── Passage fourni
Antoine Pellion, secrétaire général à la planification écologique

Crédit photo Antoine Pellion, secrétaire général à la planification écologique

La voiture domine la mobilité des personnes. Pour s’inscrire dans la planification écologique à laquelle l’Etat travaille, elle devra devenir « plus légère, plus petites et plus sobre ».

A suivre les communications récentes des constructeurs, il n'est pas sûr cependant que cette orientation se dessine dans les catalogues. Les dernières études du ministère de la transition écologique mettent en perspective l’évolution du poids de nos autos depuis 2011, et le résultat est sans appel: le succès des SUV est là, et les véhicules électriques, vantés comme une solution, sont toujours très lourds. Si par ailleurs, Antoine Pellion parle des transports collectifs comme un des leviers de la décarbonation de nos mobilités, il n'évoque pas les services express régionaux métropolitains, ni les cars express qui devait faire l'objet d'un plan national. Quant à la motorisation des véhicules, elle relève du "niveau local" ce qui renvoie par conséquent aux seuls moyens des collectivités locales. Pas de mention d'un appel à projet pour soutenir les premiers efforts de transition vers des solutions énergétiques plus chères, pour le moment.
 

Des voitures électriques pour aller toujours plus loin...

Au 1er janvier 2023, le poids moyen est évalué à 1 260 kg, une donnée en constante augmentation depuis ces dernières années. Depuis 2012, la masse a augmenté de 4 %, soit 0,4 % en moyenne par an. Ce n’est pas nouveau, les constructeurs tentent de faire baisser le poids de leurs autos dans chaque domaine (sellerie, insonorisant, caisse…). Seulement, les équipements de confort et de sécurité annulent le plus souvent les efforts fournis.

C’est surtout l’avènement de l’électrification, et des batteries, qui pèsent lourd dans la balance. Ainsi, les véhicules hybrides rechargeables, hybrides diesel simples et électriques sont les plus lourds. Double peine puisque ce sont ceux qui augmentent le plus leur part de marché. Leur poids à vide s’établit en moyenne à respectivement 1 830, 1 670 et 1 520 kg.

La course à l’autonomie de la part des constructeurs à une incidence directe sur le poids.

Prenons un véhicule "X" de seconde génération apparue en 2022. Afin d’offrir plus 100 km d’autonomie en électrique dans sa version hybride rechargeable, le constructeur a augmenté la capacité de son accumulateur de 13,5 à 31,2 kWh. Résultat, son poids est passé de 2 030 à 2 335 kg, une augmentation loin d’être anodine, et ceci concerne nombre de modèles.

Depuis 2012, l’augmentation annuelle des hybrides rechargeables et des électriques a considérablement augmenté, de l’ordre de 1,9 % pour les premières et 2,4 % pour les secondes. C’est bien plus que la moyenne de 0,4 % du poids moyen tout véhicule confondu.
────
── Extrait de données
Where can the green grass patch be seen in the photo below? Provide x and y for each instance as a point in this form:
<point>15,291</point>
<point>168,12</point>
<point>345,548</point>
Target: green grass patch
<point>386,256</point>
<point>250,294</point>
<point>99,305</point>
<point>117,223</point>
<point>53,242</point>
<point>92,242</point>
────
■ **Consigne écrite 1**:
Restituez le passage fourni entre « Prenons un véhicule » et « tout véhicule confondu. », ces deux bornes incluses.
■ **Consigne écrite 2**:
Dites par oui ou par non si chaque affirmation concorde avec le passage fourni, et citez à l'appui les mots décisifs de celui-ci. (a) Au 1er janvier 2023, le poids moyen est évalué à 1 260 kg. (b) Antoine Pellion évoque les services express régionaux métropolitains. (c) Dans l'exemple du véhicule « X », la capacité de l'accumulateur est passée de 13,5 à 31,2 kWh.

■ **Réponse complète 1**:
Prenons un véhicule "X" de seconde génération apparue en 2022. Afin d’offrir plus 100 km d’autonomie en électrique dans sa version hybride rechargeable, le constructeur a augmenté la capacité de son accumulateur de 13,5 à 31,2 kWh. Résultat, son poids est passé de 2 030 à 2 335 kg, une augmentation loin d’être anodine, et ceci concerne nombre de modèles.

Depuis 2012, l’augmentation annuelle des hybrides rechargeables et des électriques a considérablement augmenté, de l’ordre de 1,9 % pour les premières et 2,4 % pour les secondes. C’est bien plus que la moyenne de 0,4 % du poids moyen tout véhicule confondu.

■ **Réponse complète 2**:
(a) Oui : « Au 1er janvier 2023, le poids moyen est évalué à 1 260 kg »
(b) Non : « il n'évoque pas les services express régionaux métropolitains »
(c) Oui : « le constructeur a augmenté la capacité de son accumulateur de 13,5 à 31,2 kWh »